Data records:

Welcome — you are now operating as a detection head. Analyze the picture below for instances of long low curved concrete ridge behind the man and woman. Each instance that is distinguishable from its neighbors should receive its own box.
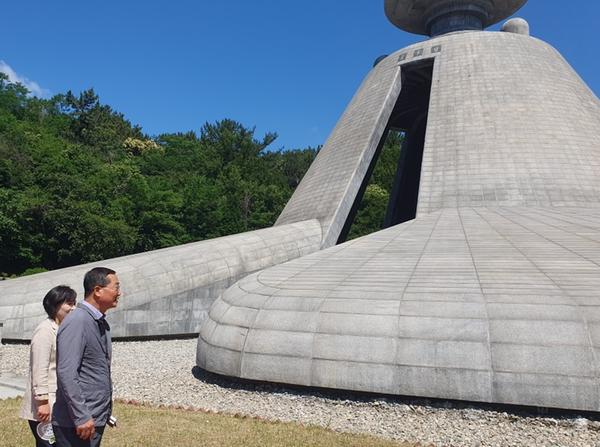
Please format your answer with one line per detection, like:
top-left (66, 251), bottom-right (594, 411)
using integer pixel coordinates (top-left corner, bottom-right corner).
top-left (0, 220), bottom-right (322, 340)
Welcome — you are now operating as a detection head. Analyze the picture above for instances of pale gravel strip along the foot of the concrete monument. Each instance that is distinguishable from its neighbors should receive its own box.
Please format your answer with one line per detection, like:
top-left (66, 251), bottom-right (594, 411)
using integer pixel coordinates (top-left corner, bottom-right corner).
top-left (0, 339), bottom-right (600, 447)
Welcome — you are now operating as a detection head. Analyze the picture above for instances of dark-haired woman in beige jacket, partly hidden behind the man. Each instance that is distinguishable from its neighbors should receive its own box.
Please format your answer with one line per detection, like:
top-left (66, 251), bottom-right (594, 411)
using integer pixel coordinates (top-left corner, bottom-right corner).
top-left (21, 286), bottom-right (77, 447)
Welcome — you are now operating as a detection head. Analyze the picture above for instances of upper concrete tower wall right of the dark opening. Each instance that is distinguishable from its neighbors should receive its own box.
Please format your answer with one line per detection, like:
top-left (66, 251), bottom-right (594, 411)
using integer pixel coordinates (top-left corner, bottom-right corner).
top-left (414, 32), bottom-right (600, 213)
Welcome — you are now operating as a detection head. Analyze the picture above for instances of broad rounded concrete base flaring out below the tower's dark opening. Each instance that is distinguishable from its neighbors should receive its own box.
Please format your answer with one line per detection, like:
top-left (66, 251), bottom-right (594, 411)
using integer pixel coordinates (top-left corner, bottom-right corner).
top-left (197, 207), bottom-right (600, 411)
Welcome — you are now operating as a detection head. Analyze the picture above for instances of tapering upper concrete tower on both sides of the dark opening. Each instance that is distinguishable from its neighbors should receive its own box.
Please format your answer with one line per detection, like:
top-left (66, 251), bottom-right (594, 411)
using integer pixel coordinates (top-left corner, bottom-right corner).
top-left (277, 32), bottom-right (600, 247)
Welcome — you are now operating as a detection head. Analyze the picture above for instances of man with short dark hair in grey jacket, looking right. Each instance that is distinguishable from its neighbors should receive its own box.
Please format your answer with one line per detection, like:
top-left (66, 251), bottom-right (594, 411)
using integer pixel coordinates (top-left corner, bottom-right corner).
top-left (52, 267), bottom-right (121, 447)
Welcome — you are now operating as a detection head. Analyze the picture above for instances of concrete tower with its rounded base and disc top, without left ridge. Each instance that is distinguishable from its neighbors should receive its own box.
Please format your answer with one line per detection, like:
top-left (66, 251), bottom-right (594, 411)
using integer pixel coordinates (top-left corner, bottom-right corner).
top-left (197, 0), bottom-right (600, 411)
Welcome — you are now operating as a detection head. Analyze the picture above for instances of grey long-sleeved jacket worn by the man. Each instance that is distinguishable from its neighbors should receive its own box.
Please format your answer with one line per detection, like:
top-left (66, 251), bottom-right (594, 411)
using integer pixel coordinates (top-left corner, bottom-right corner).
top-left (52, 303), bottom-right (112, 427)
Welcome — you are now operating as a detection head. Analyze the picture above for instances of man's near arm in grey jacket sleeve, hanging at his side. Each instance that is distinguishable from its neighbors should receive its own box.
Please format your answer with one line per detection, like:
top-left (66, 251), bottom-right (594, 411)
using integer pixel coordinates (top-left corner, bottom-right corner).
top-left (56, 318), bottom-right (93, 426)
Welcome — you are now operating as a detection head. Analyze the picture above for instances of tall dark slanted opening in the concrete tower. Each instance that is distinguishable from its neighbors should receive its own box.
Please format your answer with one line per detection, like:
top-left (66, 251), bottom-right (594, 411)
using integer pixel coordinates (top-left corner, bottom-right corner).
top-left (338, 59), bottom-right (434, 243)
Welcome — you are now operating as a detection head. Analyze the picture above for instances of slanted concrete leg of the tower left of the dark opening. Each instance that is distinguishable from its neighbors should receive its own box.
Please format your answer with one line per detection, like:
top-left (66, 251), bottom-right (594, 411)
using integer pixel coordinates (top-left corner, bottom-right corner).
top-left (276, 51), bottom-right (401, 247)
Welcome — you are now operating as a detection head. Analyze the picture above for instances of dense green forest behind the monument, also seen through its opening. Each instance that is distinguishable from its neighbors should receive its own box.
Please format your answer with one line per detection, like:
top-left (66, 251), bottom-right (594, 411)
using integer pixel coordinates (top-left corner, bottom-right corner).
top-left (0, 73), bottom-right (400, 277)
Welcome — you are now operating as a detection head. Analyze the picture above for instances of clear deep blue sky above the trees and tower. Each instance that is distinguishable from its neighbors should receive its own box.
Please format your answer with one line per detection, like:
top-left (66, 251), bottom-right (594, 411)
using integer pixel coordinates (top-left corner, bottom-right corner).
top-left (0, 0), bottom-right (600, 149)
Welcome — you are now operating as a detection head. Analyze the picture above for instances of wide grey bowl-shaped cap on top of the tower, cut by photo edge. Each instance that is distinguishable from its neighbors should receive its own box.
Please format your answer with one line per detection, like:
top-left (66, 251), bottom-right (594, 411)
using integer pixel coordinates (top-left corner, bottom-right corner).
top-left (385, 0), bottom-right (527, 36)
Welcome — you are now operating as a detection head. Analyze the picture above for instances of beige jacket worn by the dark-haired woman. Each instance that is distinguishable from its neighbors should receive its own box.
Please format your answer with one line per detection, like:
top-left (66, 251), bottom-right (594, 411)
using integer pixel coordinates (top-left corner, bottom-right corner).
top-left (21, 318), bottom-right (58, 421)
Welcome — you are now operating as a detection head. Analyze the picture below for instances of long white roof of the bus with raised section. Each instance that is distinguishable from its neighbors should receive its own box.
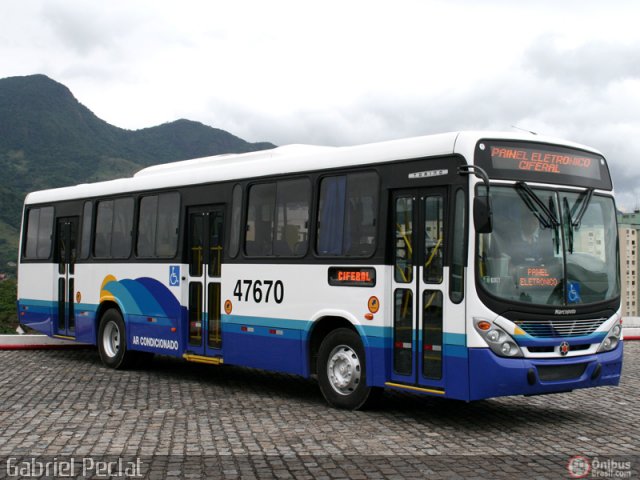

Aim of the task:
Reproduce every entry above in full and exactly, though not its pictures.

Worked solution:
Welcome — you are now operating as a detection head. Analyze the picture below for instances of long low curved concrete ridge behind the man and woman. Each instance that is distinguishable from its neighbors should receive its own box.
Please format your answer with one line per detection, like:
top-left (66, 251), bottom-right (594, 411)
using integer pixel coordinates (top-left corner, bottom-right corner).
top-left (0, 220), bottom-right (322, 340)
Welcome — you are now operating as a detection head. Analyze the picture above for instances of pale gravel strip along the foot of the concrete monument. Each instance that is distinguishable from its neighbors should receive its own box.
Please format your answer with one line per detection, like:
top-left (66, 251), bottom-right (594, 411)
using integer pixel coordinates (top-left corner, bottom-right corner).
top-left (0, 339), bottom-right (600, 447)
Welcome — you are now operating as a detection head. Analyze the picture above for instances of dark-haired woman in beige jacket, partly hidden behind the man. Each instance that is distinguishable from its neighbors should receive its own box.
Please format your answer with one line per detection, like:
top-left (66, 251), bottom-right (594, 411)
using integer pixel coordinates (top-left corner, bottom-right corner).
top-left (21, 286), bottom-right (77, 447)
Welcome — you are now operating as a detection head. Analyze the picture above for instances of upper concrete tower wall right of the dark opening. Each instance that is distinguishable from its neighbors should receive its own box.
Please format your answer with one line per detection, like:
top-left (66, 251), bottom-right (594, 411)
using integer pixel coordinates (top-left corner, bottom-right corner).
top-left (414, 32), bottom-right (600, 213)
Welcome — you are now operating as a detection head. Analyze the picture above for instances of broad rounded concrete base flaring out below the tower's dark opening. Each instance that is distinguishable from its neighbors should receive its own box.
Please format your answer with one line per detection, like:
top-left (66, 251), bottom-right (594, 411)
using integer pixel coordinates (top-left corner, bottom-right corner).
top-left (197, 207), bottom-right (600, 411)
Welcome — you are now operating as a detection head. Analyze the picture above for instances of tapering upper concrete tower on both sides of the dark opening. Each instance that is distinguishable from its neighbors should receive its own box.
Please format your answer with one line per detection, like:
top-left (66, 251), bottom-right (594, 411)
using integer pixel coordinates (top-left corner, bottom-right corner).
top-left (277, 32), bottom-right (600, 247)
Welcome — you are now operating as a detection head. Analyze the picture above for instances of man with short dark hair in grey jacket, looking right. Each instance that is distinguishable from its neighbors should receive its own box.
Please format your answer with one line per detection, like:
top-left (66, 251), bottom-right (594, 411)
using integer pixel coordinates (top-left corner, bottom-right corner).
top-left (52, 267), bottom-right (121, 447)
Welcome — you are now operating as a detection head. Analyze the picture above for instances of concrete tower with its rounded base and disc top, without left ridge. Each instance that is distinguishable from its neighbors should receive its own box.
Please format your answer with one line per detection, like:
top-left (66, 251), bottom-right (594, 411)
using integer pixel coordinates (top-left corner, bottom-right corner).
top-left (197, 0), bottom-right (600, 411)
Welcome — you are now operating as a detection head. Analyze the picture above for instances of grey long-sleeved jacket worn by the man. Each instance that is distinguishable from its neighbors should receive its own box.
Please format your answer with one line per detection, like:
top-left (66, 251), bottom-right (594, 411)
using integer pixel coordinates (top-left corner, bottom-right corner).
top-left (52, 303), bottom-right (112, 427)
Welcome — you are now operating as a detection head. Analyze the picture above for instances of man's near arm in grey jacket sleeve, hanging at his side. Each instance that is distinguishable from its neighbors should receive its own box.
Please format your answer with one line per detection, like:
top-left (66, 251), bottom-right (594, 411)
using integer pixel coordinates (top-left corner, bottom-right corner).
top-left (56, 318), bottom-right (93, 426)
Welcome — you are now operating as a detection head. Analyze the picture above for instances of tall dark slanted opening in the concrete tower. Each instance that is distinguishable from its neighbors should receive its own box.
Please format your answer with one line per detection, like:
top-left (66, 251), bottom-right (594, 411)
using integer pixel coordinates (top-left corner, bottom-right corner).
top-left (338, 59), bottom-right (434, 243)
Welcome — you are now operating as a detection head. Analyze the picture above for instances of slanted concrete leg of the tower left of the dark opening. Each instance that is distinguishable from its neighbors should receive its own box.
Please format your answer with one line per detection, like:
top-left (66, 251), bottom-right (594, 411)
using integer pixel coordinates (top-left corner, bottom-right corner).
top-left (276, 51), bottom-right (401, 247)
Welcome — you are now operating as a detection head. Analyze the picture above for instances of dense green forest behind the monument, also seen through its opening. Each instance that is distinguishable from its neighbors should receive its own box.
Please format your answer with one line per detection, like:
top-left (66, 251), bottom-right (594, 411)
using integer pixel coordinates (top-left corner, bottom-right corner).
top-left (0, 73), bottom-right (400, 277)
Welcome — you are now operating as a detection head. Analyze the picture above for instances of clear deep blue sky above the trees and tower. Each instance that is distinguishable from its neighbors should receive its own box.
Please format your answer with one line per detection, like:
top-left (66, 251), bottom-right (594, 411)
using integer pixel coordinates (top-left corner, bottom-right corner).
top-left (0, 0), bottom-right (600, 149)
Welcome — you are now operating as a detection head. Analyze the picture above for instances of wide grey bowl-shaped cap on top of the tower, cut by photo edge. Each instance that is distinguishable from its neighbors should receive its own box.
Please format your answer with one line per detection, like:
top-left (66, 251), bottom-right (594, 411)
using integer pixel coordinates (top-left corner, bottom-right corner).
top-left (385, 0), bottom-right (527, 36)
Welcome — you are now operating as a detection head. Analyze the picture above for instances of beige jacket worn by the dark-haired woman. Each instance that is distinguishable from its neighbors should receive its own box.
Please format your answer with one line per detection, like:
top-left (66, 251), bottom-right (594, 411)
using integer pixel coordinates (top-left corner, bottom-right corner).
top-left (21, 318), bottom-right (58, 421)
Welcome — you are now operating as a detection head. Analyze the picture below for instances of long white roof of the bus with raised section. Each instance that is distinguishable from its neighbors should receive its own box.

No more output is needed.